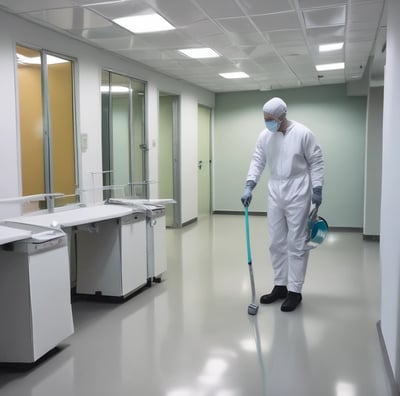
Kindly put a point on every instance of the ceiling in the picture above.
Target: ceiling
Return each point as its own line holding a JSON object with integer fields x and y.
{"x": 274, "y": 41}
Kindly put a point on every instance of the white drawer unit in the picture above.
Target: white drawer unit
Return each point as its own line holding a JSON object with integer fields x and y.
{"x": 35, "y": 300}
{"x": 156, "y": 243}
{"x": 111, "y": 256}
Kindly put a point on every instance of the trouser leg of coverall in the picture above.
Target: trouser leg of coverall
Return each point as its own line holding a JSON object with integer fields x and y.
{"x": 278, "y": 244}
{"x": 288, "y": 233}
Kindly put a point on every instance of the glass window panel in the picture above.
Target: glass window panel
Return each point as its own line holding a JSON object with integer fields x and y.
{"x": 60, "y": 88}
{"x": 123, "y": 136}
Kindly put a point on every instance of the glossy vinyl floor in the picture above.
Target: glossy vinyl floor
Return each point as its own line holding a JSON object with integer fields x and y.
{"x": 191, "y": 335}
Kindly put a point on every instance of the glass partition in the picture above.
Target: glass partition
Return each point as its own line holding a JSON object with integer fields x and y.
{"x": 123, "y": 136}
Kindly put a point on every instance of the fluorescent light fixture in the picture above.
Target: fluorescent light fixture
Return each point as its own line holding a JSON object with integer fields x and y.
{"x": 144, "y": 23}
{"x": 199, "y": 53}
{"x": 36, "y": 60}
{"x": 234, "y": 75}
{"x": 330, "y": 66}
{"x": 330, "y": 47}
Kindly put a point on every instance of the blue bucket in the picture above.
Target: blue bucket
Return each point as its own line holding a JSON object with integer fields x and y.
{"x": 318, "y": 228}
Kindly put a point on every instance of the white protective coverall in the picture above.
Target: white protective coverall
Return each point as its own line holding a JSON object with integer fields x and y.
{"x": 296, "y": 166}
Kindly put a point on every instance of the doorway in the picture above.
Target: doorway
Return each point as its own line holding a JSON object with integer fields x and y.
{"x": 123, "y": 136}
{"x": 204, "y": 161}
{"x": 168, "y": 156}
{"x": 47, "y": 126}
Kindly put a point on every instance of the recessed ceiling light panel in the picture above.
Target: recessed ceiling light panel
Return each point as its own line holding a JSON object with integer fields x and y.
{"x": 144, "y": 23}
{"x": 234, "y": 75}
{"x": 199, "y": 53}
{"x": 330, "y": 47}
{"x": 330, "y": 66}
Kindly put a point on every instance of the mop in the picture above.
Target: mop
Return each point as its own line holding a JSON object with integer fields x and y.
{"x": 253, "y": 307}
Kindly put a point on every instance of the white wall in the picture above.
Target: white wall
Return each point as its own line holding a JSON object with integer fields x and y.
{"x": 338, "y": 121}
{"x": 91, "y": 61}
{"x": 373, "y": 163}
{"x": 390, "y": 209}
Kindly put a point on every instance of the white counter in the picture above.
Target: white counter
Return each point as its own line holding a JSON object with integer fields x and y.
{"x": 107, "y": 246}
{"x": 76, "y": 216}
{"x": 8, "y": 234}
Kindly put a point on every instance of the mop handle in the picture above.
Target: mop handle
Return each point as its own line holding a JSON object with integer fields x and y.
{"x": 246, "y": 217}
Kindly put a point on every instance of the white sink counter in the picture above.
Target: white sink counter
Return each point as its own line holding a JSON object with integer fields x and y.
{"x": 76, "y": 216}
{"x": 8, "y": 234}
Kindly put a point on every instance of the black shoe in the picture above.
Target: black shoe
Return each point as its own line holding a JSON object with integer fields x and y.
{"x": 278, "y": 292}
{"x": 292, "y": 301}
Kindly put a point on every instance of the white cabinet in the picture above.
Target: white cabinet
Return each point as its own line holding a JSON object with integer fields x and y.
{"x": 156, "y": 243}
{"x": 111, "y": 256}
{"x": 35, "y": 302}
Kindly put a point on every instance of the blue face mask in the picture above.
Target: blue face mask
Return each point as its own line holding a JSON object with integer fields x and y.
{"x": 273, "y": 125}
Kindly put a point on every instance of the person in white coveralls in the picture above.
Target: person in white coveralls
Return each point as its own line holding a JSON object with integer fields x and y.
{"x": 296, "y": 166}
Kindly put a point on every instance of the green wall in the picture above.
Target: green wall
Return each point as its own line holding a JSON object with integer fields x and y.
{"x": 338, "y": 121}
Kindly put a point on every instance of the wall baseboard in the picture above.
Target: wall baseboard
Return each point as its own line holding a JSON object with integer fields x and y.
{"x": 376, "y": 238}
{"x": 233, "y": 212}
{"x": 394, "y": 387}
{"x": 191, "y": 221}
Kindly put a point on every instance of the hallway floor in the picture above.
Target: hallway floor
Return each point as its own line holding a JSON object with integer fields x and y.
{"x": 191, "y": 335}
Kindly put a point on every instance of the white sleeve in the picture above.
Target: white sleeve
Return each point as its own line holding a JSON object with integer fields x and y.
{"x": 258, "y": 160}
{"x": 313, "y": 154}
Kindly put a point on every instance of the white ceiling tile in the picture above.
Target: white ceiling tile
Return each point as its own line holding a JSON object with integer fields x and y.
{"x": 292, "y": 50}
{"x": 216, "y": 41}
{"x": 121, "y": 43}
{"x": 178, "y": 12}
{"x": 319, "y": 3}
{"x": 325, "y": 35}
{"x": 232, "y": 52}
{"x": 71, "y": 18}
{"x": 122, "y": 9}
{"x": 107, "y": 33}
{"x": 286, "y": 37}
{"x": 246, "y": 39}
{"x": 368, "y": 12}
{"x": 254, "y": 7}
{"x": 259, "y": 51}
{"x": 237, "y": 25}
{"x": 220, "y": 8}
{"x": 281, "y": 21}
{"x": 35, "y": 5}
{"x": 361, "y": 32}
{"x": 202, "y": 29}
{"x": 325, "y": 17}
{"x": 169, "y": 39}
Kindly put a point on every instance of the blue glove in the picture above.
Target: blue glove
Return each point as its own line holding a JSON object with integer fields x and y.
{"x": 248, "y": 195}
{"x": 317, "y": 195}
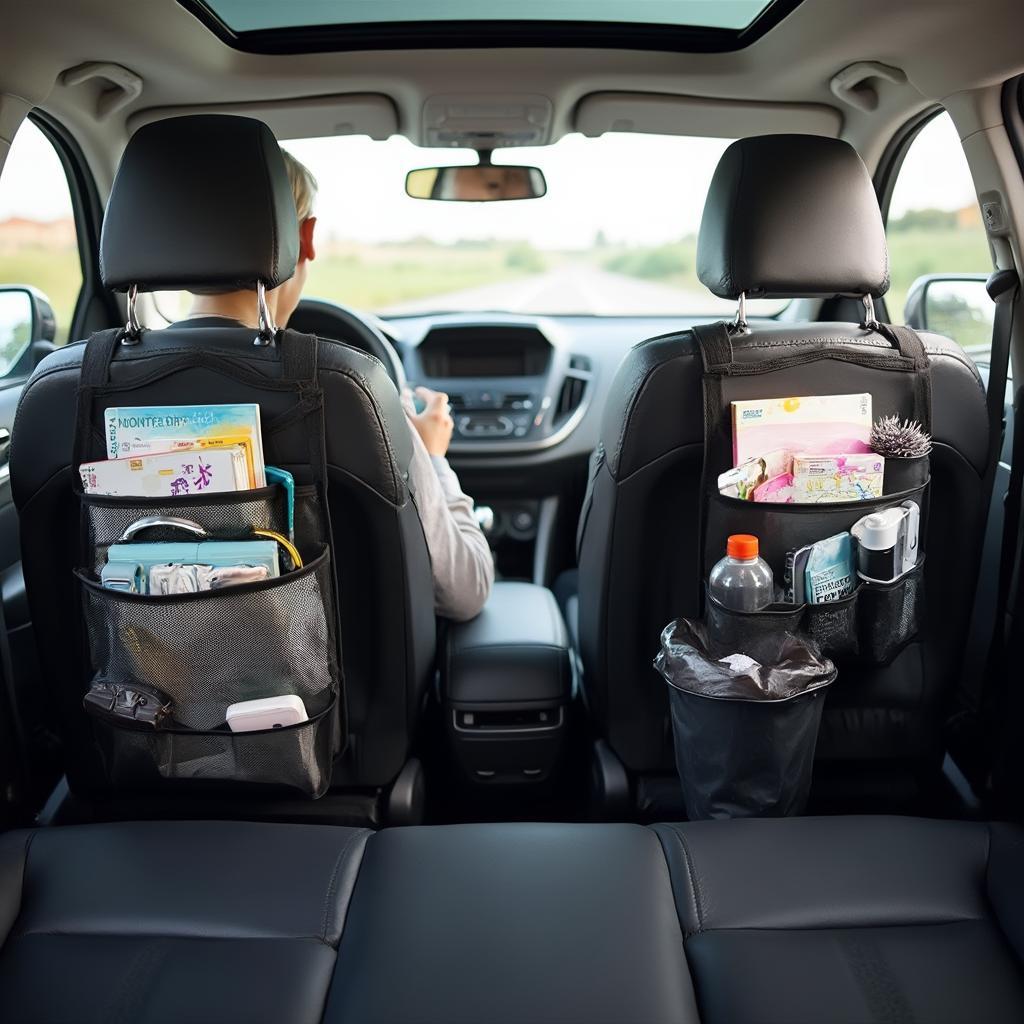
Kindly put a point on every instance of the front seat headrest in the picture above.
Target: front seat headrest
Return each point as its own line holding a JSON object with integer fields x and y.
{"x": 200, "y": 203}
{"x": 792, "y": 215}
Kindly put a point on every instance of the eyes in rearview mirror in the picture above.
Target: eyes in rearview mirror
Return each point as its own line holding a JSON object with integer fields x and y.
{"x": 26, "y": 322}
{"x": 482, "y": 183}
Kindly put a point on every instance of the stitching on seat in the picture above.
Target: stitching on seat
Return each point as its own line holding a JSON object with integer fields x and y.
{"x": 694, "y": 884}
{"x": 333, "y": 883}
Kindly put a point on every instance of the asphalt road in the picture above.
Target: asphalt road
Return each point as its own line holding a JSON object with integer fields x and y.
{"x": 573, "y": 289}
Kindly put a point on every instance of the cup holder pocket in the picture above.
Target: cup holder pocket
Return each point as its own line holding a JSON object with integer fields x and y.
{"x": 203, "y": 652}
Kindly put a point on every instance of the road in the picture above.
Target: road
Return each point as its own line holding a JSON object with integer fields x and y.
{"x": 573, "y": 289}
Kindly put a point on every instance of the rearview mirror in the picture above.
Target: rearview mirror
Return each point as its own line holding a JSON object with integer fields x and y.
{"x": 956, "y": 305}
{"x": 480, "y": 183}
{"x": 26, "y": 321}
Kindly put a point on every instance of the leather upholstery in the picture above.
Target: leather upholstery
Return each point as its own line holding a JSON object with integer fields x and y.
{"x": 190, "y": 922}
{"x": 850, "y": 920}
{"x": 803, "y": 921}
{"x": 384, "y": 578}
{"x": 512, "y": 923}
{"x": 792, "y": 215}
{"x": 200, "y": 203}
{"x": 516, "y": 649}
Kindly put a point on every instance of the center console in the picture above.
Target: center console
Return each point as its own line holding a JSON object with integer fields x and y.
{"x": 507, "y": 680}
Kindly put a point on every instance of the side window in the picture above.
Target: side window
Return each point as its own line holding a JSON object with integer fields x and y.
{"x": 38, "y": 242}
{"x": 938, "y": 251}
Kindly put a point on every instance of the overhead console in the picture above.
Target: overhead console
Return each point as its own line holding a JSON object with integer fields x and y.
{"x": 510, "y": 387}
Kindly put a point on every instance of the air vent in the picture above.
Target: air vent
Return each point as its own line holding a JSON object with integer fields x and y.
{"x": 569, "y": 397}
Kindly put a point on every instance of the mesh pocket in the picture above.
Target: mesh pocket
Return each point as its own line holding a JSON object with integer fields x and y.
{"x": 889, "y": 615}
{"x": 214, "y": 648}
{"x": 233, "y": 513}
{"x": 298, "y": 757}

═══

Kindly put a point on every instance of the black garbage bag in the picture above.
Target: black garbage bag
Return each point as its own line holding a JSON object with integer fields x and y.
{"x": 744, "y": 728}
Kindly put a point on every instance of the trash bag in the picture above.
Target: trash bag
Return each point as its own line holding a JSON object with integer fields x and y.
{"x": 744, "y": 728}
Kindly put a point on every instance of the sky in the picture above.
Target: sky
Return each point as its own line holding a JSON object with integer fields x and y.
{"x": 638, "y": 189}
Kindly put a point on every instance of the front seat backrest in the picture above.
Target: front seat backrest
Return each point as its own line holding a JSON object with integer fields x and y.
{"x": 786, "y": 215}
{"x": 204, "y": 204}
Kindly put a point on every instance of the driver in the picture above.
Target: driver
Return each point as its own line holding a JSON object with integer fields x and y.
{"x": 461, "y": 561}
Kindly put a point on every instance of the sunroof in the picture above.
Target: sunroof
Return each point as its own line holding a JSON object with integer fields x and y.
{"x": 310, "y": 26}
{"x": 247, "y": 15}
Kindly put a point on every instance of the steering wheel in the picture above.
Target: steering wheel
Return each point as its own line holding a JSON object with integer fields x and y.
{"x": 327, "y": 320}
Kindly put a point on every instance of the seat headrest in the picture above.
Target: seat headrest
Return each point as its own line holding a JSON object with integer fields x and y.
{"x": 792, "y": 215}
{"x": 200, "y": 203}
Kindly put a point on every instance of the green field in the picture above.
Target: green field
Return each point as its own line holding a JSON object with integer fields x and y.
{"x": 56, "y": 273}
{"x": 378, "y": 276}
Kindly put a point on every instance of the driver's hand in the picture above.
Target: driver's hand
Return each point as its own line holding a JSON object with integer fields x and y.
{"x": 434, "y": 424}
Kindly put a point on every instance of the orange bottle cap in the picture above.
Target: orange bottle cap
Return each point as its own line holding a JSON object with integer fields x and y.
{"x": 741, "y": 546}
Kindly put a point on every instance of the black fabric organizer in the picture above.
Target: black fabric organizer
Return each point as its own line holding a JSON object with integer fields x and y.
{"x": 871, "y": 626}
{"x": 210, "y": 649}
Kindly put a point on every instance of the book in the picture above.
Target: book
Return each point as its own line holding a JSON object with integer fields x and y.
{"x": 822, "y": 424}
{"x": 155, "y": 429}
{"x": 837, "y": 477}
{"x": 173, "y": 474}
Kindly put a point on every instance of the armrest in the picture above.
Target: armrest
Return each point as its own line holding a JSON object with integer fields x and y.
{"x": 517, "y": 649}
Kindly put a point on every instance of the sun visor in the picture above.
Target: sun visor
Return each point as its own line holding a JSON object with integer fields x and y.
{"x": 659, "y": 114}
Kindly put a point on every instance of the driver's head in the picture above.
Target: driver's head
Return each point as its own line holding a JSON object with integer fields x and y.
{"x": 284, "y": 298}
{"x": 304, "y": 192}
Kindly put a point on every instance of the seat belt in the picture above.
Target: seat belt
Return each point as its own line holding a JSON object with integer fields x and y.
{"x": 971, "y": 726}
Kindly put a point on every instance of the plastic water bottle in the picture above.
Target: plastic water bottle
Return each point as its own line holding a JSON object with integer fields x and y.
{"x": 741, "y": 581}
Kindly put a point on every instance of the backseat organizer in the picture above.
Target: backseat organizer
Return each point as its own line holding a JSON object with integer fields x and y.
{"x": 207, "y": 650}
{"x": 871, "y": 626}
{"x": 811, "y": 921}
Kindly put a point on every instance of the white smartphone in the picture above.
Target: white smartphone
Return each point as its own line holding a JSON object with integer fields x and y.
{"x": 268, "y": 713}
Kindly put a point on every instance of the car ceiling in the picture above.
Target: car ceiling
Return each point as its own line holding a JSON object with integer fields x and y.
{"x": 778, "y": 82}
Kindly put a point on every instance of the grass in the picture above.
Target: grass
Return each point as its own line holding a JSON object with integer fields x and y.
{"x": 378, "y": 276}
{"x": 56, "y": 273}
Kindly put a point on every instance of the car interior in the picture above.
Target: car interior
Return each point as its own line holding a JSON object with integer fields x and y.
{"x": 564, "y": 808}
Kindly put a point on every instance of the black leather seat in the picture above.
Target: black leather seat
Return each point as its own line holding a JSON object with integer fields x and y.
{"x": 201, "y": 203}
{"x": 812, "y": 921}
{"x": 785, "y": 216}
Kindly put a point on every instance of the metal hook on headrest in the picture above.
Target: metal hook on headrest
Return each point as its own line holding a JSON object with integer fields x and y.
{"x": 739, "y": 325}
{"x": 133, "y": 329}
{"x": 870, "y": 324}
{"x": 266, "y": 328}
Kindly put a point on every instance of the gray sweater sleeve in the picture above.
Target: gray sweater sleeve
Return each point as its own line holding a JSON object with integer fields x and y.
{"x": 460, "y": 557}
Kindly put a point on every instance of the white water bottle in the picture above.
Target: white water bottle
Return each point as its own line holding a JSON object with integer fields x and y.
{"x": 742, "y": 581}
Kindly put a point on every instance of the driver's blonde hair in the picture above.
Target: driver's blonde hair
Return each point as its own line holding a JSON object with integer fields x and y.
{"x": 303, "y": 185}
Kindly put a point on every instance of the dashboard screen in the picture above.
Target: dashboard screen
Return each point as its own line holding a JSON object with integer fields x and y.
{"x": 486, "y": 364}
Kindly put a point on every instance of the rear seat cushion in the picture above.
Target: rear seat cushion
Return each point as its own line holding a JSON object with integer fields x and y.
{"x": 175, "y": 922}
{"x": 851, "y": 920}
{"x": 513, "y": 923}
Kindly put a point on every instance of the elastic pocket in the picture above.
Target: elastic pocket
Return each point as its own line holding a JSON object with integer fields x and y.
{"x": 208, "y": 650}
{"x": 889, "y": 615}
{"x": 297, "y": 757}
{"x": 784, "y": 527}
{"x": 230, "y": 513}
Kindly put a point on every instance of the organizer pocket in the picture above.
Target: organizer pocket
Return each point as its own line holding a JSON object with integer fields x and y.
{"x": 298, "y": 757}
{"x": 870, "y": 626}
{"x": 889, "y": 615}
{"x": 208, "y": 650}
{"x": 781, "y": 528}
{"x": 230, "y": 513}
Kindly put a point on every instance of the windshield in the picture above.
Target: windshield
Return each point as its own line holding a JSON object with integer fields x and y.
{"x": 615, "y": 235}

═══

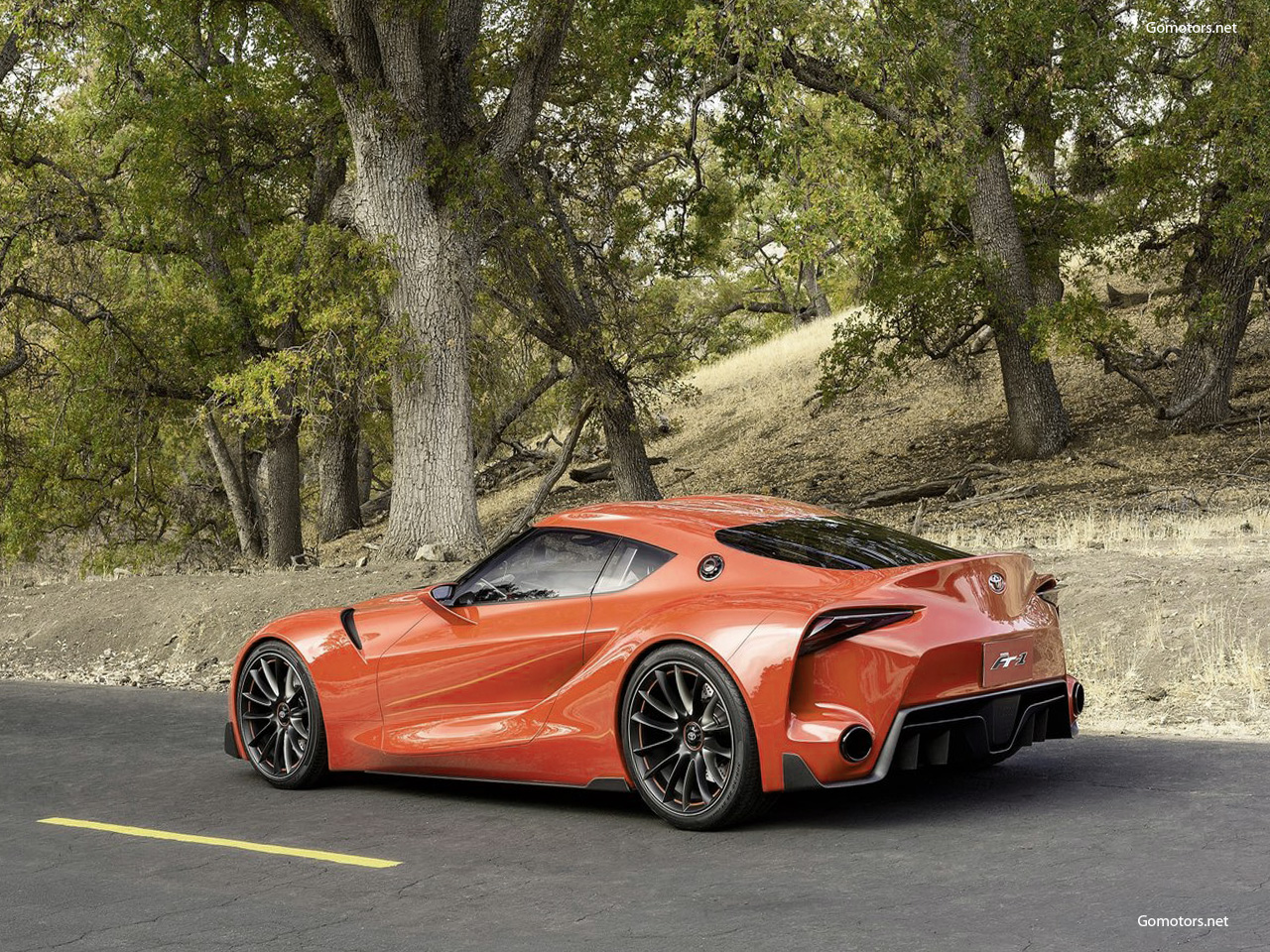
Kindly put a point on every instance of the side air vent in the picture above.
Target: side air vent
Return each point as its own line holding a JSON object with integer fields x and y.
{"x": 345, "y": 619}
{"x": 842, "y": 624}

═══

### TO DO
Which lines of the items above contain the string "unit" with matching case? Copy out each of those lines.

### ANSWER TO THIS TASK
Kindly put a point on every instance of the white drawer unit in the picture above.
Target: white drawer unit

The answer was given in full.